### Records for processing ###
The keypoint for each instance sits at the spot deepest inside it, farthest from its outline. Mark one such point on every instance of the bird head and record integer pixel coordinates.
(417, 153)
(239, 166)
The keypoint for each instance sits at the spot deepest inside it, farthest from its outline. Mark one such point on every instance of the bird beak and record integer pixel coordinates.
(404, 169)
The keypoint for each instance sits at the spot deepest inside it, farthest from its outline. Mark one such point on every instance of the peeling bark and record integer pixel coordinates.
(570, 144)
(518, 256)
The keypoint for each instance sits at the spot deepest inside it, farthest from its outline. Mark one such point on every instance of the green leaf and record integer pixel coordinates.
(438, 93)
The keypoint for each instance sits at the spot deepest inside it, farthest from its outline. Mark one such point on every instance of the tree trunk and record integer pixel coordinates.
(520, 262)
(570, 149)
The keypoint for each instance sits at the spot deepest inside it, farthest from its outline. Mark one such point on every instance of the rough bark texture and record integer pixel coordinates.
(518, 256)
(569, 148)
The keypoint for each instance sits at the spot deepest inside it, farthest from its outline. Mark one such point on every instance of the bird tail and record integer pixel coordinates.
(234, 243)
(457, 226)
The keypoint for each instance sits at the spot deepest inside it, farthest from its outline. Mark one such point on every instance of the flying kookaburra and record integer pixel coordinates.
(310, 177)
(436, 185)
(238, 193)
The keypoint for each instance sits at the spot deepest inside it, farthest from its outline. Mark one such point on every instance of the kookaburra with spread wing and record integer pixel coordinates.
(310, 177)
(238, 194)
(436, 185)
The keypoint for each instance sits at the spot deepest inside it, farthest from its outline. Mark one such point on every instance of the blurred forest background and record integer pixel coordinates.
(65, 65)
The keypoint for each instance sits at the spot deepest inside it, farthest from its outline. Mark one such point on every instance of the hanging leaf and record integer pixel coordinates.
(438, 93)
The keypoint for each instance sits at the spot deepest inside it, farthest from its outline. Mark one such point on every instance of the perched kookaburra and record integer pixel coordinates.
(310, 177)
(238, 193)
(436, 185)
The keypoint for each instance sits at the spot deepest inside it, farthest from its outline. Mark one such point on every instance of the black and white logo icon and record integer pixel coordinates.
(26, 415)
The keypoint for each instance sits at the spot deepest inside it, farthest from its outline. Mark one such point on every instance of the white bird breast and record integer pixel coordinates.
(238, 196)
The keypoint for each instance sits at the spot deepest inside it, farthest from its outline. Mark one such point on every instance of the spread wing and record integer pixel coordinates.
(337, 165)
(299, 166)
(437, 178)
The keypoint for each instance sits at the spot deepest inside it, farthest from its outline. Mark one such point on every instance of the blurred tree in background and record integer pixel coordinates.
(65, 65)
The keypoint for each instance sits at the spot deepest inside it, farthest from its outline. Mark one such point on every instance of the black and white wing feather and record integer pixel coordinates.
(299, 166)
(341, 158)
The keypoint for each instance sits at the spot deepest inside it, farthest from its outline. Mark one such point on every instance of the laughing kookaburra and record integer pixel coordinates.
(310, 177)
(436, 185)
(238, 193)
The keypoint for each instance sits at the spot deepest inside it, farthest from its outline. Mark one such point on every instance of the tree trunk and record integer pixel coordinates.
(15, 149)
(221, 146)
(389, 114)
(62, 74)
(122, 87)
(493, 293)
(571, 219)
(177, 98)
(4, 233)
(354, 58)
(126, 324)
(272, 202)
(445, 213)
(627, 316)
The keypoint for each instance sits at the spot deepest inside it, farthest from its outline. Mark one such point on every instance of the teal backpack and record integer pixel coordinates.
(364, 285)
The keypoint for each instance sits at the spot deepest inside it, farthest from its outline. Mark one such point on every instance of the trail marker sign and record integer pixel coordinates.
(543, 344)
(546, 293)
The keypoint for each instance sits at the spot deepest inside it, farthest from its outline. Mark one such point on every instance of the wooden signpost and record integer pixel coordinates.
###
What is required
Copy out the material word for word and line for line.

Exercise result
The keypoint for each instance sits at the spot deepest inside it, farthest from its outline. Mark one such point on every instance of the bird head and record integer pixel coordinates.
(417, 153)
(239, 166)
The keypoint for each instance sits at the spot deepest inside it, farthest from its outline. Mark one such point on every instance of the bird beak and record integer pixel coordinates.
(404, 169)
The keypoint for each instance sits at the spot deepest inside it, farthest from its outline. Mark one such point on every instance of the peeling bark and record integer pixel coordinates.
(570, 144)
(518, 256)
The keypoint for each instance sits at the spot deepest inside it, farthest from its outline. Mark one such point on every instance of the green leaf and record integer pixel coordinates.
(438, 93)
The keypoint for each instance sits at the spot deepest inside it, farthest from its outline. Mark one such point on every instance of the tree trunk and record integer pixel coordinates.
(520, 262)
(570, 149)
The keypoint for each instance sits at the spot deepest inside it, farthest from its outline. Mark one such point on every instance of the rough bark texture and record integer pixel coordinates.
(518, 256)
(569, 148)
The keypoint for each instance sits at the spot deepest inside it, farthest from its outline. Mark one such point on every instance of the bird tail and record integer pixel coordinates.
(234, 243)
(457, 226)
The keypoint for each instance sits at the spot deepest inside it, farthest from its outline. Mark one such point on every instance of the flying kookaburra and record integer pixel coordinates.
(310, 177)
(436, 185)
(238, 193)
The keypoint for each instance sits at the spot deepest inside it, farthest from its outline. Mark one such point on every instance of the kookaburra with spread wing and record integer pixel coordinates.
(310, 177)
(238, 194)
(436, 185)
The keypoint for each instance sits at the spot deepest inside it, farthest from its outline. Mark one such point on every instance of the blurred forest background and record integer pixel coordinates.
(65, 65)
The keypoint for each instance sits at the spot deepest inside it, farthest from its outline. Mark one such point on every instance of the hanging leaf and record integer pixel coordinates.
(438, 93)
The keypoint for each instance sits at the spot deepest inside it, farthest from its outline. Mark one such point on every instance of the perched kookaburra and record integer pixel coordinates.
(310, 177)
(238, 193)
(436, 185)
The keypoint for each instance sits at the spot deepest inside it, farthest from its outline. Mark one such point on every instance of the black and white logo icon and record integer pixel coordinates.
(26, 415)
The keypoint for each instance sits at the spot deepest inside it, farthest from its outline. Mark one such point on every instance of the white bird breast and record integer pixel coordinates.
(238, 196)
The keypoint for each instance sits at the spot deepest inside it, farthest from its outline. Mark one such point on every instance of the spread wing and record integer pixel coordinates.
(337, 165)
(299, 166)
(437, 178)
The keypoint for each instance sits at the spot deepest inside it, farthest from its outline. Mark one such point on every instance of the blurred tree in background and record integer pixel coordinates.
(65, 65)
The keypoint for each instance sits at the spot deepest inside it, farthest from its outline. Mark one such point on every instance of the black and white wing feather and record integer pixel coordinates.
(299, 166)
(341, 158)
The keypoint for each instance sits at the spot deepest inside it, farthest from its outline. Mark one such point on every instance of the laughing kookaburra and record integer pixel coordinates.
(310, 177)
(436, 185)
(238, 193)
The keypoint for each instance sits at the spot deepest inside it, farthest from its outline. Mark one such point on every instance of the tree trunk and record integer pixel coordinates.
(15, 149)
(221, 146)
(389, 114)
(62, 74)
(122, 87)
(493, 293)
(571, 219)
(177, 98)
(4, 233)
(354, 58)
(126, 324)
(272, 202)
(445, 213)
(627, 316)
The keypoint for each instance sits at the spot deepest inside it, farthest from its outline. Mark one such point on every instance of the teal backpack and record integer pixel coordinates.
(364, 285)
The keypoint for each instance sits at the spot deepest inside it, farthest from its outline. Mark one such point on every instance of the trail marker sign and record integer pixel coordinates.
(543, 344)
(546, 293)
The keypoint for each instance sits at the spot deepest inside it, farthest from its outline. Mark one such point on every instance of the wooden signpost and record integer pixel coordinates.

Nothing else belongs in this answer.